[Stored data]
^^^^^^^^

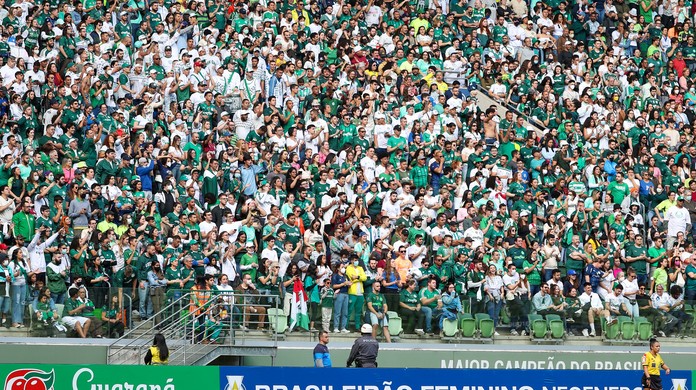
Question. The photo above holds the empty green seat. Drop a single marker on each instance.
(627, 328)
(555, 325)
(468, 325)
(485, 325)
(610, 332)
(278, 320)
(644, 328)
(395, 323)
(449, 328)
(537, 326)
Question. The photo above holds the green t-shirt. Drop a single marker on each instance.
(426, 293)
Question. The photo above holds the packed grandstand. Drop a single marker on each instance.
(331, 159)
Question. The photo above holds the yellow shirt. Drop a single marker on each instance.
(653, 362)
(357, 276)
(156, 361)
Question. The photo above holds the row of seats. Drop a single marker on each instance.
(479, 326)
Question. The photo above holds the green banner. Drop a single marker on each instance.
(70, 377)
(475, 358)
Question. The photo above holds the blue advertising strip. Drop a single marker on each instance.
(288, 378)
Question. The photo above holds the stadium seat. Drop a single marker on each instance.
(627, 328)
(395, 324)
(468, 325)
(644, 328)
(485, 325)
(277, 319)
(610, 332)
(505, 315)
(449, 328)
(555, 325)
(537, 325)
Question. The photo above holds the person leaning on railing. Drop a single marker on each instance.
(250, 300)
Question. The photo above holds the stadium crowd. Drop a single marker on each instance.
(339, 147)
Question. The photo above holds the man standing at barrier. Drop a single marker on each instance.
(652, 363)
(321, 351)
(365, 349)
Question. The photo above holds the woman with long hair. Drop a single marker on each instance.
(157, 285)
(493, 287)
(158, 354)
(112, 317)
(21, 273)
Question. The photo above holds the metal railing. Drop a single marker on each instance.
(227, 319)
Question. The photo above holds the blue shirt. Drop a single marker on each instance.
(321, 351)
(249, 178)
(339, 279)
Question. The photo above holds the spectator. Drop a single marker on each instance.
(73, 314)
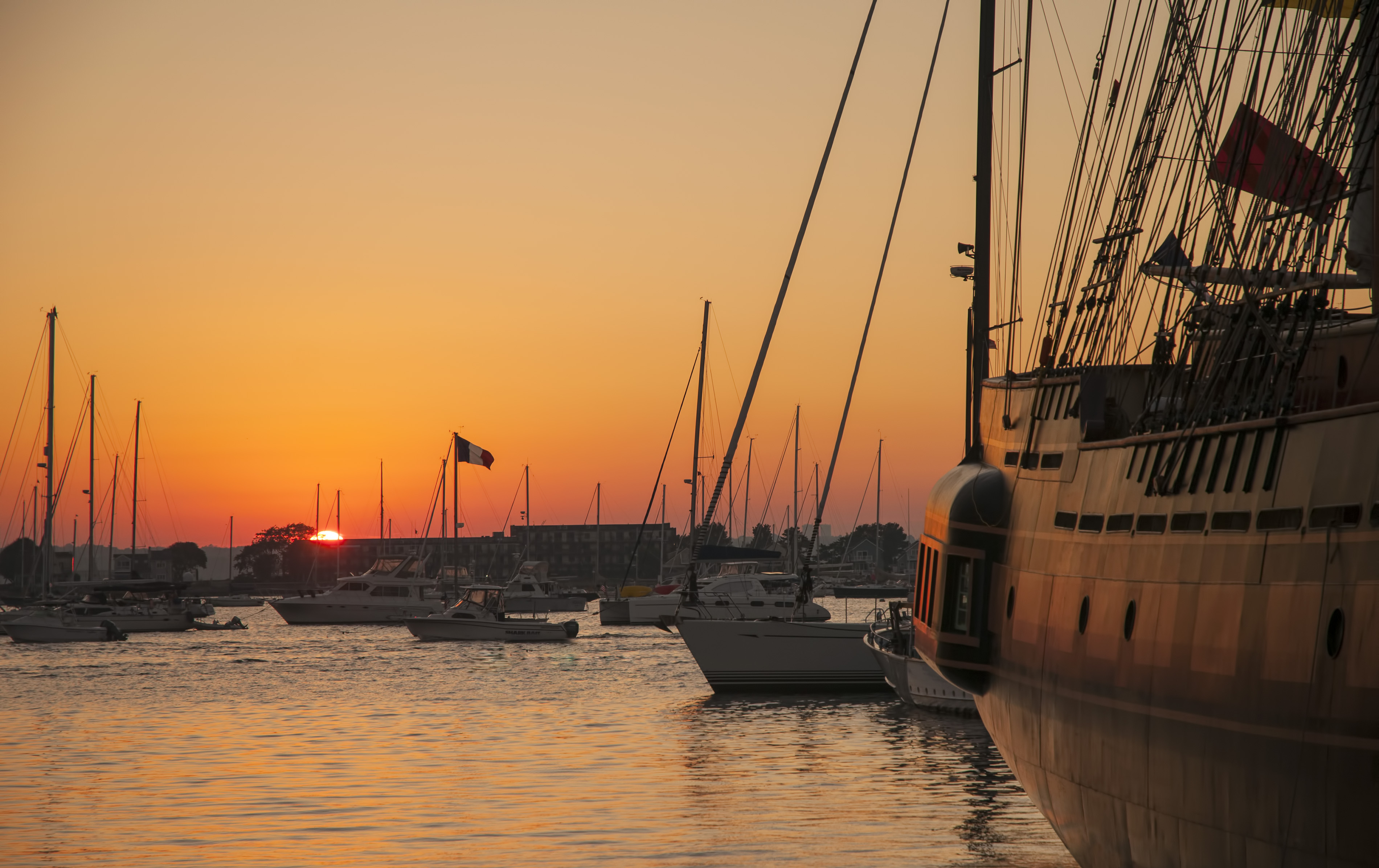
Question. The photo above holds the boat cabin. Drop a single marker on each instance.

^^^^^^^^

Problem details: Should the entries hold any pictures, please omit those and print the remaining text exactly.

Exercise solution:
Question. The photo above holds the empty green seat. Drop a single marker on each instance.
(627, 328)
(555, 325)
(468, 325)
(485, 325)
(610, 332)
(278, 320)
(644, 328)
(395, 323)
(449, 328)
(537, 326)
Question. The photo above holds the green t-shirt. Drop a single marker on each instance.
(426, 293)
Question. The photo above holds the packed grandstand. Drop a single marker on each instance.
(331, 159)
Question. The photo above holds the yellow shirt. Drop a single marker on each instance.
(653, 362)
(357, 276)
(156, 361)
Question. The photo above holds the row of seats. Drop a single marker on each instance.
(479, 326)
Question. The photo above holds the green banner. Drop a single marker on each instance.
(70, 377)
(475, 358)
Question. The photo above holds the blue advertising strip. Drop a single marker on each instance.
(288, 378)
Question. The photo above holds the stadium seat. Drop a single marker on each instance.
(627, 328)
(395, 324)
(468, 325)
(644, 328)
(485, 325)
(277, 319)
(610, 332)
(505, 315)
(449, 328)
(555, 325)
(537, 325)
Question. The photo above holds the person leaning on railing. Drop a single marker on each instance.
(250, 300)
Question. The photo above holds the stadium crowd. Drop a single marker on each instance.
(339, 147)
Question. The photo above holds the man standing at barrier. Drop a single marker on each instance.
(652, 363)
(321, 351)
(365, 349)
Question. The photo above holds the woman with long hair. Drop a single marker on each instance.
(157, 285)
(493, 287)
(158, 354)
(112, 317)
(21, 273)
Question. The photo above holds the metal railing. Drop a single marker on each instance.
(227, 319)
Question. The photo above holds the blue shirt. Drop a single marker on each instance.
(321, 351)
(249, 178)
(339, 279)
Question. The photo above holds the spectator. Drop a single marker on each instance.
(73, 314)
Question. The photo above holds the boat cabin. Drop a single marker on each instance.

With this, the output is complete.